§ **EXERCISE TASK 1**: Return the passage from the article on Gvozdyk vs Beterbiev starting with "Then along came" and going on through "fingers, come through.", copied word for word.
§ **EXERCISE TASK 2**: For each statement, say yes or no as to whether the article on Gvozdyk vs Beterbiev agrees with it, and quote the deciding words: (a) Gvozdyk had Teddy Atlas in his corner. (b) The match was made with great fanfare. (c) The result of the fight was controversial.

§ **SOURCE**:
-- Start --
For quite some time hardcore fight fans have been gazing at the rankings of the light heavyweight division and muttering to themselves,”What gives?” As in, how can you have so many top-grade pugilists in the same weight class, but so few top-shelf match-ups? Back in 2016 we lamented the lack of movement at 175, but thankfully, since then we’ve gotten Sergey Kovalev vs Andre Ward I and II, Adonis Stevenson vs Badou Jack, Joe Smith Jr. vs both Bernard Hopkins and Dmitry Bivol, and Eleider Alvarez vs both Jean Pascal and Kovalev. But the odd man out during this time was one Artur Beterbiev, who had been sidelined for a few reasons, those being 1. contractual difficulties, 2. a shoulder injury and, 3. he hit so damn hard no one wanted to fight him.
Then along came “The Nail,” one Oleksandr Gvozdyk of the Ukraine, who, with Teddy Atlas in his corner, dethroned Stevenson and then did what so few wanted to do: signed a contract to face the deadly Chechen puncher who boasts fourteen knockouts in fourteen fights. But Gvozdyk vs Beterbiev represented not only a match between two of the best light heavyweights in the world, but also a rare unification battle as both men hold world title belts. Which forced even the most cynical of fight fans to admit that, with Jean Pascal having upset Marcus Browne and in talks to face Jack, and Kovalev set to take on Canelo Alvarez next month, the light heavyweights have, despite some amazing matches having slipped through our fingers, come through.
But Gvozdyk vs Beterbiev could well be the pièce de résistance at 175. We’re talking two undefeated champions, both in their athletic primes, both carrying serious punching power. The match was made to little fanfare by Top Rank, ESPN and Peltz Boxing, but in the days leading up to it interest intensified as the great fight town of Philadelphia (which had recently celebrated five decades of fights from Russell Peltz) warmed up to the bout and everyone realized this just might be a showdown between the two best light heavyweights in the world. The stage was set for one of the finest match-ups of the year and the only question was: could it live up to the expectations?
Well, if you were hoping for an all-out war, perhaps Gvozdyk vs Beterbiev fell short. But if you were anticipating a highly competitive match between two skilled boxers, the duel lived up to the hype. You saw the best of both men in terms of skill, courage, resilience, and determination, and in the end you got a result that was clear-cut and free of controversy.
-- End --
§ **MATERIAL SUPPLIED**:
-- Start --
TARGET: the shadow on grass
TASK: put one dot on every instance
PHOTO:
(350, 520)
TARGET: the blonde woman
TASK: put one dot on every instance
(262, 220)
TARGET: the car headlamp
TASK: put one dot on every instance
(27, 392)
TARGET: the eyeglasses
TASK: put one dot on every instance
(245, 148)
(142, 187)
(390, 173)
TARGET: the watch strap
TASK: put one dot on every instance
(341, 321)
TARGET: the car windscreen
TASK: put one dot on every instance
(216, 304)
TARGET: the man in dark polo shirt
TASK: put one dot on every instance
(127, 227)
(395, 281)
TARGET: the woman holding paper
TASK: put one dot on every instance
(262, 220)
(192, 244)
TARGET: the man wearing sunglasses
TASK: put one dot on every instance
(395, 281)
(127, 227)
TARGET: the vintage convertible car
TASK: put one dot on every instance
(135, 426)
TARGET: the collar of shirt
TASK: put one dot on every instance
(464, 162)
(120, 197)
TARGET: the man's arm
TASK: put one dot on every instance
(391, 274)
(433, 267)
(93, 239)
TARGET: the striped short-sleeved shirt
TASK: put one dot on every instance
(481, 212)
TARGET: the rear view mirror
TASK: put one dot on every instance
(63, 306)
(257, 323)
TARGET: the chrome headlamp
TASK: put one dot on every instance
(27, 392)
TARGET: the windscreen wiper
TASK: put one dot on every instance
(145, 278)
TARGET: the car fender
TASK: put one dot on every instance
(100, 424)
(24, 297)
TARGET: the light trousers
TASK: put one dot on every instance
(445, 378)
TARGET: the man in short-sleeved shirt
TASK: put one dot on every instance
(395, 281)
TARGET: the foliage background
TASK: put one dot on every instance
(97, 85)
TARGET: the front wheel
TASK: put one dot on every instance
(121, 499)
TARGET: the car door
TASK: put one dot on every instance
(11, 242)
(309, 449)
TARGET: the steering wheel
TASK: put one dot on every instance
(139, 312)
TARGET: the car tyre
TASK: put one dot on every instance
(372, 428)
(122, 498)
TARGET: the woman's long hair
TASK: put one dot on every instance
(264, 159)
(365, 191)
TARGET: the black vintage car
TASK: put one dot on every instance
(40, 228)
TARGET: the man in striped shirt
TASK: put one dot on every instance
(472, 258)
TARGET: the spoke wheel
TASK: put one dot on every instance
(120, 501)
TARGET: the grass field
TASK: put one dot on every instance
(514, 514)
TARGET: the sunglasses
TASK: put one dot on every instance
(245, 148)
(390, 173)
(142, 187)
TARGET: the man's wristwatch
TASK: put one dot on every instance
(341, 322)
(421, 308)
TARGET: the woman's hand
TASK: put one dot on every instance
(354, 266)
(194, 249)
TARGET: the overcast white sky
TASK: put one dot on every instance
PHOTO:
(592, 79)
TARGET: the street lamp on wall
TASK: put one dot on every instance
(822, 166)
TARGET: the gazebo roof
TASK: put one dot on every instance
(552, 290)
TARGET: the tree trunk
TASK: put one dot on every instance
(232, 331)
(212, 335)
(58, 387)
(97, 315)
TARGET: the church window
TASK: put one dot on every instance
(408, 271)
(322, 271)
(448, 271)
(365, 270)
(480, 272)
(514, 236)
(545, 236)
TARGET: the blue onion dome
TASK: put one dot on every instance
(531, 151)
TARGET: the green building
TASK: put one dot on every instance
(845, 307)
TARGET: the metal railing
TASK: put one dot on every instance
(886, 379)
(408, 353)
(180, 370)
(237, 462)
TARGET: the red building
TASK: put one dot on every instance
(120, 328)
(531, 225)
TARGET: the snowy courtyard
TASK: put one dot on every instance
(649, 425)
-- End --
§ **PROBLEM SOLUTION 1**:
Then along came “The Nail,” one Oleksandr Gvozdyk of the Ukraine, who, with Teddy Atlas in his corner, dethroned Stevenson and then did what so few wanted to do: signed a contract to face the deadly Chechen puncher who boasts fourteen knockouts in fourteen fights. But Gvozdyk vs Beterbiev represented not only a match between two of the best light heavyweights in the world, but also a rare unification battle as both men hold world title belts. Which forced even the most cynical of fight fans to admit that, with Jean Pascal having upset Marcus Browne and in talks to face Jack, and Kovalev set to take on Canelo Alvarez next month, the light heavyweights have, despite some amazing matches having slipped through our fingers, come through.

§ **PROBLEM SOLUTION 2**:
(a) Yes: "with Teddy Atlas in his corner"
(b) No: "The match was made to little fanfare by Top Rank, ESPN and Peltz Boxing"
(c) No: "a result that was clear-cut and free of controversy"